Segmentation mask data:
= = = =

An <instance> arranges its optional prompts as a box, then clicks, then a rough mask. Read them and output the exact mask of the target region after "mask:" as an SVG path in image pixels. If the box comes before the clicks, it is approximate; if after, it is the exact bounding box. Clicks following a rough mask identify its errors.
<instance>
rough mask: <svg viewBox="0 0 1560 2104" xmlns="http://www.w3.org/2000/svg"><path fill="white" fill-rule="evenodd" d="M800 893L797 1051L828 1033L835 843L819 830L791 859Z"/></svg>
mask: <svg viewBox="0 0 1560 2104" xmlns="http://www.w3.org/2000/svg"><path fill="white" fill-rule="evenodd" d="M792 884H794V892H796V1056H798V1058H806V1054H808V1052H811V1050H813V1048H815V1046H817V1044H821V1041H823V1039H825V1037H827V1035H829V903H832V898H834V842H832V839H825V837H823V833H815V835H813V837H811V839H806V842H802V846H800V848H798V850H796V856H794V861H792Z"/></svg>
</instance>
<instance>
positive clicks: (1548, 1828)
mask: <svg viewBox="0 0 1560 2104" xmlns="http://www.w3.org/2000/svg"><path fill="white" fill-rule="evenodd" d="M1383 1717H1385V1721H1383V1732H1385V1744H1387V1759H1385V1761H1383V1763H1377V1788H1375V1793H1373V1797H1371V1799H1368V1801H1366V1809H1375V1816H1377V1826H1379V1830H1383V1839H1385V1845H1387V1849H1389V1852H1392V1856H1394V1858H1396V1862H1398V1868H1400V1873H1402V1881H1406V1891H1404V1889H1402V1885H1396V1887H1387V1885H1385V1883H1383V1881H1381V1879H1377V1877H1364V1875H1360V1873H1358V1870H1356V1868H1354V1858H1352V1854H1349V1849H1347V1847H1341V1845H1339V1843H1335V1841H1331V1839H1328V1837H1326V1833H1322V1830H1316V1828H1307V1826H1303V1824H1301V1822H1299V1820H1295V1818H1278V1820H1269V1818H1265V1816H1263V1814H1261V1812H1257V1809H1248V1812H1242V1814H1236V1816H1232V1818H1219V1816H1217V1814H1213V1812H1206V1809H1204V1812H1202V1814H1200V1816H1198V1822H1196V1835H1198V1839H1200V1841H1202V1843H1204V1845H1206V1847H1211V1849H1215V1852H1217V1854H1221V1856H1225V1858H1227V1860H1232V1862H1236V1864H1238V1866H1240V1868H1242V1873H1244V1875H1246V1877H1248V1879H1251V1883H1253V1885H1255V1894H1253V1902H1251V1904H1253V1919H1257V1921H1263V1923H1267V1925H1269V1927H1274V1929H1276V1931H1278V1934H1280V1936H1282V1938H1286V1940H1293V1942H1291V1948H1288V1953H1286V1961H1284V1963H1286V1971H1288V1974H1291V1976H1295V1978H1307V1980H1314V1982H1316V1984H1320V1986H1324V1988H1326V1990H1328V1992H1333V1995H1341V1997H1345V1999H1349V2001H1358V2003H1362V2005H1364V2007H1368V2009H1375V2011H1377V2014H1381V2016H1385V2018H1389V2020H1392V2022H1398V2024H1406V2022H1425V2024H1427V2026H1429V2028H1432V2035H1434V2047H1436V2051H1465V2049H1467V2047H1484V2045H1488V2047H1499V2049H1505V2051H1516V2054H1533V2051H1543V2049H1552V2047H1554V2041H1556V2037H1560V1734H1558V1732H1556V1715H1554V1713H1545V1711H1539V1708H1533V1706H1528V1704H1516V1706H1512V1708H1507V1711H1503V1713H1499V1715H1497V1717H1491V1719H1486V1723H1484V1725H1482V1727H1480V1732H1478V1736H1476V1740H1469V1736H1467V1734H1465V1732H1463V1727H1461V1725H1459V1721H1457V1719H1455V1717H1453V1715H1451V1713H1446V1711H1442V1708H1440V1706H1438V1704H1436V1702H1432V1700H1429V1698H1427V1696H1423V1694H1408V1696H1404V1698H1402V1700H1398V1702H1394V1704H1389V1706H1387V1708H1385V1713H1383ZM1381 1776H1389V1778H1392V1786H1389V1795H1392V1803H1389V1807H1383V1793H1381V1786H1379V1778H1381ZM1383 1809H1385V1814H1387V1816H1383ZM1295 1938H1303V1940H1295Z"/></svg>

= = = =

AIM OF THE TASK:
Where a line in the records above contains the string "instance", copy that line.

ANSWER BOX:
An <instance> arranges its optional prompts as a box, then clicks, then a rough mask. Read them and output the exact mask of the target region after "mask:" as an SVG path in image pixels. If the box comes before the clicks, it is approximate; if after, it is the exact bounding box. Clicks following a rough mask identify its errors.
<instance>
</instance>
<instance>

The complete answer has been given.